▶ PROBLEM TO WORK ON:
Nothing but the line with "Would you be able to point out the wooden" and the lines after it should appear, each retyped exactly as in the listing.

------------------------------

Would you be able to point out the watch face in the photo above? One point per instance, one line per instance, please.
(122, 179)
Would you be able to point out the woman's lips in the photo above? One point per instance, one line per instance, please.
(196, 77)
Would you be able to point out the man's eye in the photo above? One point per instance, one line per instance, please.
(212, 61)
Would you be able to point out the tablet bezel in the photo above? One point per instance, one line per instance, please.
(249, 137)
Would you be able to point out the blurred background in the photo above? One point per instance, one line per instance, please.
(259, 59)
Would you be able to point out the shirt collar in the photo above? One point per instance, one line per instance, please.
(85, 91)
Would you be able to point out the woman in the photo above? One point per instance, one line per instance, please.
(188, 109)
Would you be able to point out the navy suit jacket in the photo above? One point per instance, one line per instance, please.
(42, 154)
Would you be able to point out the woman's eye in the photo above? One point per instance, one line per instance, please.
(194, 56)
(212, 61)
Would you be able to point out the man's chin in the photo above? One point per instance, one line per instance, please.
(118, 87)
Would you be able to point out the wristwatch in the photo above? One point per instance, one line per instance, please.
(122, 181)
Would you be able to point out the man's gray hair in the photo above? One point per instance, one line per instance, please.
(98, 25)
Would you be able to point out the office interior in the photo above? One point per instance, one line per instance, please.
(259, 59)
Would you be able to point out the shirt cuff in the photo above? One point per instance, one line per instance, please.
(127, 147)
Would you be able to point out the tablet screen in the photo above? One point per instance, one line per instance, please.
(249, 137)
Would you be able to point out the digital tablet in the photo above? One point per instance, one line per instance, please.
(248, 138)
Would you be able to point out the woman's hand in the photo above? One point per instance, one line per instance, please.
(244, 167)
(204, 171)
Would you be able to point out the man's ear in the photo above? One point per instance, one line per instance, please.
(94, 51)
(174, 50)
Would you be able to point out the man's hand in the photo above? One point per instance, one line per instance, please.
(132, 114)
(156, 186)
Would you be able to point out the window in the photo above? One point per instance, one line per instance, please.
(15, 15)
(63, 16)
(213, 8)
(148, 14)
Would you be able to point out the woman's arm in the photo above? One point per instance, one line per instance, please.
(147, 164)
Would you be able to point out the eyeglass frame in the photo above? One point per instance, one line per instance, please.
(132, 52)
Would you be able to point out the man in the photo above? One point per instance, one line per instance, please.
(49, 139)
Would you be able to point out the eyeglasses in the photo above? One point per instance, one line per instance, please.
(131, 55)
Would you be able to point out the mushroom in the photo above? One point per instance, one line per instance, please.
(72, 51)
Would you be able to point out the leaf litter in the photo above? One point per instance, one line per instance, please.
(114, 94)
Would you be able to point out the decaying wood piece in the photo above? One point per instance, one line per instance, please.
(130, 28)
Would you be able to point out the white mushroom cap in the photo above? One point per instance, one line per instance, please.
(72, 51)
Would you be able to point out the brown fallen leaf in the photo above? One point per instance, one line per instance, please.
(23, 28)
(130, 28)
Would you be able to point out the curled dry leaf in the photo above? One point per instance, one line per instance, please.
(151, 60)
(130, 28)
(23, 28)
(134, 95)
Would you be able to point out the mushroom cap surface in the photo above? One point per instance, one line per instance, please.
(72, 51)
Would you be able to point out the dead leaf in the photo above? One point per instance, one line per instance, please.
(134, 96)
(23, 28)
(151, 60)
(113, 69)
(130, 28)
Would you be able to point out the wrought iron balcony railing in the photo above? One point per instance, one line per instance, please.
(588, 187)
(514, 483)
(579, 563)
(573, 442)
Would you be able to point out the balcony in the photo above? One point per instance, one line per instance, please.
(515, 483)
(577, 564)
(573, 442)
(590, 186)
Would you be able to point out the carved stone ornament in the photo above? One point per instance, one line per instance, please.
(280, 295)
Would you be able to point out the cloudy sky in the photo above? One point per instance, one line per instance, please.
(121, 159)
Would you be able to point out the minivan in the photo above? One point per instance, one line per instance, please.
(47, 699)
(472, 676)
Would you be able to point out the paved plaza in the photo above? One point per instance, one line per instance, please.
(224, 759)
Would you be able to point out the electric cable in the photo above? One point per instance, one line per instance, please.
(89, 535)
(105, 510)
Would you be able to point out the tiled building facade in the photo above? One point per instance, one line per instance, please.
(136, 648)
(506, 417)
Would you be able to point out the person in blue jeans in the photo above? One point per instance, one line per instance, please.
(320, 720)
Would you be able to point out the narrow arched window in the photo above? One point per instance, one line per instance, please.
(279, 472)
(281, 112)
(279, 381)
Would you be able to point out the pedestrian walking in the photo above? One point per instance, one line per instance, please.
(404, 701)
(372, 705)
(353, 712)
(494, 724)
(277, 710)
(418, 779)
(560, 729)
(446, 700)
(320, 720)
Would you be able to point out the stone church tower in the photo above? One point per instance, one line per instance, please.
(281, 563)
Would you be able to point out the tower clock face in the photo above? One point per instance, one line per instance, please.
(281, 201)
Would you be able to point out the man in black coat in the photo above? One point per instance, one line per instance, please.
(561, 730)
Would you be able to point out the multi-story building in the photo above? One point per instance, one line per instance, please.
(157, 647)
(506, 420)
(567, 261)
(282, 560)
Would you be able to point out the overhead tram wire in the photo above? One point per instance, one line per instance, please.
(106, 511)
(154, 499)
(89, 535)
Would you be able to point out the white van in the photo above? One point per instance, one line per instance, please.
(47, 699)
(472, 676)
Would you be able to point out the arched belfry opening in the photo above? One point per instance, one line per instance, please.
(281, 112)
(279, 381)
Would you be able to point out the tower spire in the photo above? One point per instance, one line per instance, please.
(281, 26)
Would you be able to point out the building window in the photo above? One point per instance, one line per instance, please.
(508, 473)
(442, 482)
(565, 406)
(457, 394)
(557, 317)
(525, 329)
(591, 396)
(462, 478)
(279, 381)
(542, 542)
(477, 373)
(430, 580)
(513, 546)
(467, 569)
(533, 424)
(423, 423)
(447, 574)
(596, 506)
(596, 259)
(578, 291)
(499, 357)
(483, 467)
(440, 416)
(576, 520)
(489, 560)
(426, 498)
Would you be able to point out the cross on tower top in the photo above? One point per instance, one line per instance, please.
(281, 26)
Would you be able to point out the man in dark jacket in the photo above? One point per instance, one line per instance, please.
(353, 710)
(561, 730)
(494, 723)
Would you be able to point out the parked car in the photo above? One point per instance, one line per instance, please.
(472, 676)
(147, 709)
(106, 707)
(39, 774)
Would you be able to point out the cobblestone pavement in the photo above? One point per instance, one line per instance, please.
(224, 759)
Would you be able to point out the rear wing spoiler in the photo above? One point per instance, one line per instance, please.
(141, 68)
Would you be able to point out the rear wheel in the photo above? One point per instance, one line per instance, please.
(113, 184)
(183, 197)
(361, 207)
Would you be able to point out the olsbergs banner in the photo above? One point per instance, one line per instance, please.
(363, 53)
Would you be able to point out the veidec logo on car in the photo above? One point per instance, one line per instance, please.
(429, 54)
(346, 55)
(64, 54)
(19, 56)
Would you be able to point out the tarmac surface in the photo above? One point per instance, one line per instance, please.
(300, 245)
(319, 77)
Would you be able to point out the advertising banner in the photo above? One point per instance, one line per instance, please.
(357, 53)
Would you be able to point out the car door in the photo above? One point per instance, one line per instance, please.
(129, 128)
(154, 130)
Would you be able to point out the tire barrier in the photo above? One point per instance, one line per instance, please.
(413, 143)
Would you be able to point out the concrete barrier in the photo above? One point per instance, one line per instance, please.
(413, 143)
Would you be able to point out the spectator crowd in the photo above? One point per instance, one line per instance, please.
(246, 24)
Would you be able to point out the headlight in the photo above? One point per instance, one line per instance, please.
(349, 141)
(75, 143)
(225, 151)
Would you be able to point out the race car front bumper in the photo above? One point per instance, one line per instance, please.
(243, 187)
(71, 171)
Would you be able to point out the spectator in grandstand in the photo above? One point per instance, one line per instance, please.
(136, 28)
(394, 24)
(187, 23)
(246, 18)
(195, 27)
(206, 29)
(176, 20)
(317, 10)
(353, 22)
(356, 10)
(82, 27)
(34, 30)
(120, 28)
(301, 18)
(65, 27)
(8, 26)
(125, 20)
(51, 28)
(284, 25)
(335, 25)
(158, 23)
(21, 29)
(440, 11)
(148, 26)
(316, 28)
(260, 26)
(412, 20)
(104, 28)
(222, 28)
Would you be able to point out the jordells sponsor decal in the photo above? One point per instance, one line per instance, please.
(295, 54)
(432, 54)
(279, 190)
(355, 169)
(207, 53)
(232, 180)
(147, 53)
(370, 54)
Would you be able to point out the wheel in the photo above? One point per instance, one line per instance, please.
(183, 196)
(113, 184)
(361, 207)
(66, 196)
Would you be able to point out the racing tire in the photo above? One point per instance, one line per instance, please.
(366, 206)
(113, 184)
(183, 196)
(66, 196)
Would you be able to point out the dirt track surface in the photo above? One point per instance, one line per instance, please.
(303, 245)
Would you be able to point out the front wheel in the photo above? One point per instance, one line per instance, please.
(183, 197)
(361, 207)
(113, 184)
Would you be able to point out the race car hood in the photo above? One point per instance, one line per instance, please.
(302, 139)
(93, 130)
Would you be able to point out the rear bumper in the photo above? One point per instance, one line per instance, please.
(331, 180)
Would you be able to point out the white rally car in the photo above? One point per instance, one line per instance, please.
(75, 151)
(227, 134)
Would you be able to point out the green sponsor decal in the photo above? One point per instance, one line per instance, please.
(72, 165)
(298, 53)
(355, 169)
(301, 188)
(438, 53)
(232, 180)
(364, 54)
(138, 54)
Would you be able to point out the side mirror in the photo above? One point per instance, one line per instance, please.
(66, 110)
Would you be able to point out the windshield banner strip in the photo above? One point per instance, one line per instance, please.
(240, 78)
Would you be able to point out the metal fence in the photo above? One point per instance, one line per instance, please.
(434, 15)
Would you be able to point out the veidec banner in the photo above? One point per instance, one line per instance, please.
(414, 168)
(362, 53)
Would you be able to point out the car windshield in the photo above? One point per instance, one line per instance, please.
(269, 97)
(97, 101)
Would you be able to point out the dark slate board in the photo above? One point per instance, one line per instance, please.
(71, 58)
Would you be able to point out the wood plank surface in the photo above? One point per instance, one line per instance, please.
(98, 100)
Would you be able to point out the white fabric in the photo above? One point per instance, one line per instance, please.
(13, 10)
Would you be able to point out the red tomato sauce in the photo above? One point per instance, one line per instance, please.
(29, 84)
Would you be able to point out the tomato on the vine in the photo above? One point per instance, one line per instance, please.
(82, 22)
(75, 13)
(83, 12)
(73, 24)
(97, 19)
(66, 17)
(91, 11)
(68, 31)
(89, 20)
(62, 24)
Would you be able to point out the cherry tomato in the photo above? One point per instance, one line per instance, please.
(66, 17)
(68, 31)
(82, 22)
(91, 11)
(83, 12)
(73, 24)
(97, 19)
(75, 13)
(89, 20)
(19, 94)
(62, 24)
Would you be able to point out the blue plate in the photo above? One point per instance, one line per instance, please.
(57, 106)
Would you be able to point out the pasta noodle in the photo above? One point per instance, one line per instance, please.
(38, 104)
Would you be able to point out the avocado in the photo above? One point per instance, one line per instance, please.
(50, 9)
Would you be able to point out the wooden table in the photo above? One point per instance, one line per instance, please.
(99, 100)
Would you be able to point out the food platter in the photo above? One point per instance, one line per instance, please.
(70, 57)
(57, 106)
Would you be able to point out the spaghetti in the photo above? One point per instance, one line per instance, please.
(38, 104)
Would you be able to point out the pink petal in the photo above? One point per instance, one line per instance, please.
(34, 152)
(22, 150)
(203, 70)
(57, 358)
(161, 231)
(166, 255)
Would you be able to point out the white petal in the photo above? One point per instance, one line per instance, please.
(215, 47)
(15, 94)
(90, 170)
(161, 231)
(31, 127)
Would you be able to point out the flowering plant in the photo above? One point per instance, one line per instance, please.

------------------------------

▶ ANSWER TO THIS TASK:
Would you be able to point out the wooden table in the photo above? One point per instance, one line per instance, please.
(99, 100)
Would you be able to point out the food platter in the photo above? One point per instance, one line per instance, please.
(70, 57)
(57, 106)
Would you be able to point out the spaghetti in the photo above? One point per instance, one line per instance, please.
(38, 104)
Would you be able to point out the pink petal in the photo above? One point per instance, one line per instance, please.
(34, 152)
(22, 150)
(203, 70)
(57, 358)
(161, 231)
(166, 255)
Would you be able to point out the white petal in the photo above? One point per instance, one line per instance, please.
(215, 47)
(15, 94)
(90, 170)
(161, 231)
(31, 127)
Would you be able to point out the flowering plant in the photo above? One point per instance, one line per instance, please.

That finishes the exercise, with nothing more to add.